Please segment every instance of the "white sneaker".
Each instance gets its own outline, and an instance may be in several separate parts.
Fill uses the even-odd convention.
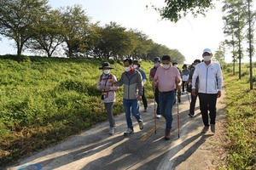
[[[204,128],[201,130],[202,133],[207,133],[209,130],[209,127],[204,127]]]
[[[114,128],[110,127],[110,128],[109,128],[108,133],[109,133],[109,134],[113,134],[113,133],[114,133]]]
[[[133,133],[133,129],[131,128],[127,128],[126,131],[124,133],[125,136],[128,136],[129,134],[131,134],[131,133]]]
[[[139,122],[139,126],[140,126],[140,129],[143,130],[144,128],[143,121]]]

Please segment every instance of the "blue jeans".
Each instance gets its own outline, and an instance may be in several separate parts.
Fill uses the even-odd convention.
[[[138,122],[143,121],[143,118],[139,111],[139,108],[140,108],[139,101],[137,99],[123,99],[123,105],[125,107],[127,126],[129,128],[133,129],[131,111]]]
[[[166,121],[166,130],[172,129],[172,105],[175,99],[174,90],[159,93],[160,112]]]

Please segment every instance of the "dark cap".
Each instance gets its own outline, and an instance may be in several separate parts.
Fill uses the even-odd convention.
[[[110,64],[108,62],[102,63],[102,67],[99,67],[100,70],[102,70],[103,68],[113,69],[113,67],[110,66]]]
[[[138,60],[134,60],[133,65],[137,65],[138,67],[141,67],[141,64],[138,62]]]
[[[172,62],[172,65],[177,65],[177,61],[173,61]]]
[[[194,63],[201,63],[201,60],[199,59],[195,60]]]
[[[161,60],[159,57],[156,57],[156,58],[154,59],[154,61],[159,61],[159,62],[160,62]]]
[[[183,65],[183,68],[187,68],[187,65]]]
[[[163,60],[167,60],[167,61],[171,61],[171,57],[169,55],[164,55],[162,57],[162,61]]]

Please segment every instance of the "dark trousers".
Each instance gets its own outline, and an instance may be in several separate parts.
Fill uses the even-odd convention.
[[[183,81],[183,83],[182,83],[182,87],[183,87],[183,92],[185,91],[185,83],[187,82],[187,81]],[[188,90],[189,88],[189,84],[187,83],[186,85],[186,90]]]
[[[148,108],[148,101],[147,101],[147,99],[146,99],[146,96],[145,96],[145,88],[144,88],[144,87],[143,87],[142,99],[143,99],[143,103],[144,108],[147,109]]]
[[[198,94],[200,110],[205,127],[209,127],[208,110],[210,123],[215,124],[217,94]]]
[[[155,102],[157,104],[156,114],[160,115],[160,108],[159,108],[159,89],[158,89],[158,88],[155,88],[155,89],[154,89],[154,99],[155,99]]]
[[[195,115],[195,103],[196,103],[196,98],[198,96],[198,92],[195,92],[195,96],[192,95],[191,94],[191,103],[189,106],[189,113],[192,115]]]

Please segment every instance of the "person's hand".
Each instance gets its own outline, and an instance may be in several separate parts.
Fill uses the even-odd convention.
[[[105,88],[106,88],[106,86],[105,86],[104,84],[101,84],[101,87],[100,87],[100,88],[101,88],[102,90],[104,90]]]
[[[109,82],[110,84],[113,84],[113,83],[114,83],[114,81],[113,81],[113,79],[109,79],[109,80],[108,80],[108,82]]]
[[[194,88],[194,89],[192,89],[192,91],[191,91],[191,94],[192,95],[194,95],[194,96],[195,96],[195,89]]]
[[[221,91],[218,91],[218,93],[217,93],[217,97],[218,97],[218,98],[220,98],[220,96],[221,96]]]
[[[181,88],[181,86],[180,86],[179,84],[177,84],[177,85],[176,85],[176,89],[178,90],[178,89],[180,89],[180,88]]]

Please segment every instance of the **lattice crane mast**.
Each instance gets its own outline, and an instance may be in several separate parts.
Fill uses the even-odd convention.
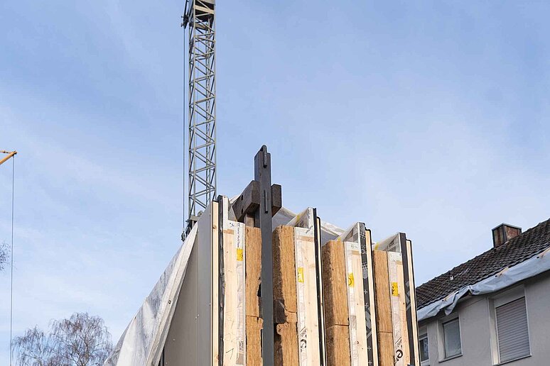
[[[216,196],[215,0],[186,0],[188,32],[187,231]]]

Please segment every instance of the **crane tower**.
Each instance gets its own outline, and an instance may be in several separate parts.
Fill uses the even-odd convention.
[[[189,41],[188,230],[216,196],[215,0],[187,0]]]

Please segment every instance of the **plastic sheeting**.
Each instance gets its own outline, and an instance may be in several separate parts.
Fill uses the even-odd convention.
[[[187,264],[195,243],[193,226],[153,290],[130,321],[105,366],[157,365],[176,309]]]
[[[286,225],[296,216],[296,214],[283,207],[273,217],[273,228]],[[198,226],[193,226],[145,299],[105,361],[105,366],[158,365],[195,244]],[[335,239],[343,233],[342,229],[334,225],[325,222],[321,223],[322,240]]]
[[[460,299],[466,294],[482,295],[505,289],[523,279],[550,270],[550,247],[541,253],[513,267],[506,267],[496,274],[487,277],[474,284],[465,286],[446,297],[426,305],[418,310],[419,321],[435,316],[441,310],[446,315],[450,314]]]

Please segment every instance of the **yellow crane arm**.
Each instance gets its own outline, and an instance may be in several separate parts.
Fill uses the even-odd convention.
[[[1,165],[3,163],[4,163],[6,161],[8,161],[8,160],[10,157],[11,157],[12,156],[15,156],[15,155],[17,154],[17,151],[15,151],[15,150],[14,150],[14,151],[4,151],[4,150],[1,150],[1,151],[0,151],[0,152],[1,152],[2,154],[8,154],[8,156],[6,156],[6,157],[4,157],[1,160],[0,160],[0,165]]]

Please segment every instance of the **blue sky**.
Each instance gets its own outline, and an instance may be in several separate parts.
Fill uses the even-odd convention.
[[[232,3],[232,4],[230,4]],[[181,1],[0,3],[0,149],[17,149],[14,333],[74,311],[118,338],[180,243]],[[218,191],[272,152],[284,204],[424,282],[550,216],[550,4],[219,1]],[[9,240],[11,164],[0,167]],[[0,274],[0,362],[9,276]]]

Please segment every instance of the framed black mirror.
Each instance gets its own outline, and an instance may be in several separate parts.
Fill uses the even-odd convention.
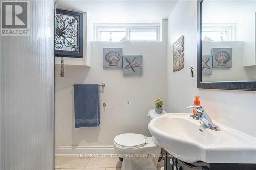
[[[198,0],[197,88],[256,91],[256,1]]]

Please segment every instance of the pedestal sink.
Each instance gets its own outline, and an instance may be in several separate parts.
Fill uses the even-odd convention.
[[[151,120],[148,129],[160,147],[186,162],[256,163],[256,138],[214,123],[220,131],[190,114],[167,114]]]

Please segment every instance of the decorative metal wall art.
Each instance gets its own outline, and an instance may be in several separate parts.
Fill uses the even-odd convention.
[[[56,9],[55,55],[82,58],[83,14]]]
[[[173,71],[180,71],[184,68],[184,36],[173,44]]]
[[[232,67],[232,48],[212,48],[213,68]]]
[[[123,67],[122,48],[103,49],[103,67],[122,68]]]
[[[212,57],[211,56],[202,56],[202,74],[203,75],[212,74]]]
[[[64,57],[60,58],[60,63],[61,67],[61,72],[60,72],[60,77],[64,77]]]
[[[142,75],[142,56],[123,56],[123,75]]]

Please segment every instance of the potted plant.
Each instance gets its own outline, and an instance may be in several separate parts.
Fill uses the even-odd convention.
[[[154,103],[156,105],[155,110],[157,113],[162,113],[163,112],[163,98],[155,98],[154,100]]]

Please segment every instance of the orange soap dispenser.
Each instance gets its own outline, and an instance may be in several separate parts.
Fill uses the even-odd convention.
[[[196,95],[195,96],[195,99],[194,100],[194,103],[193,103],[194,106],[200,106],[200,101],[199,100],[199,96]],[[193,114],[195,114],[197,113],[197,111],[193,109],[192,110],[192,113]]]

------------------------------

- [Exercise aim]: Arrange the material from the line containing "Please segment every instance of the decorative" through the end, inclusive, as a two-column CSV with the headers instruction and polygons. Give one row per entry, with its wording and its outlines each in a single quoted field and line breaks replaced by spaces.

- [In response]:
instruction,polygons
"Please segment every instance of the decorative metal wall art. Each instance gets its own outline, and an instance may be in several separate parts. Fill uses the even-odd convention.","[[[56,9],[55,55],[82,58],[83,14]]] [[[173,71],[180,71],[184,68],[184,36],[173,44]]] [[[232,67],[232,48],[212,48],[213,68]]] [[[123,67],[122,48],[103,49],[103,67],[122,68]]] [[[212,57],[211,56],[202,56],[202,74],[203,75],[212,74]]] [[[64,57],[60,58],[60,63],[61,67],[61,72],[60,72],[60,77],[64,77]]] [[[142,75],[142,56],[123,56],[123,75]]]"
"Please segment every instance of the potted plant. Each instance gets its own outline, and an instance may be in several separate parts. Fill uses the even-odd convention.","[[[154,103],[156,105],[155,110],[157,113],[162,113],[163,112],[163,98],[155,98],[154,100]]]"
"Please segment every instance of the orange soap dispenser. Each instance gets its own outline, and an instance may be in several separate parts. Fill uses the even-odd convention.","[[[196,95],[195,96],[195,99],[194,100],[194,103],[193,103],[194,106],[200,106],[200,101],[199,100],[199,96]],[[193,114],[195,114],[197,113],[197,111],[193,109],[192,110],[192,113]]]"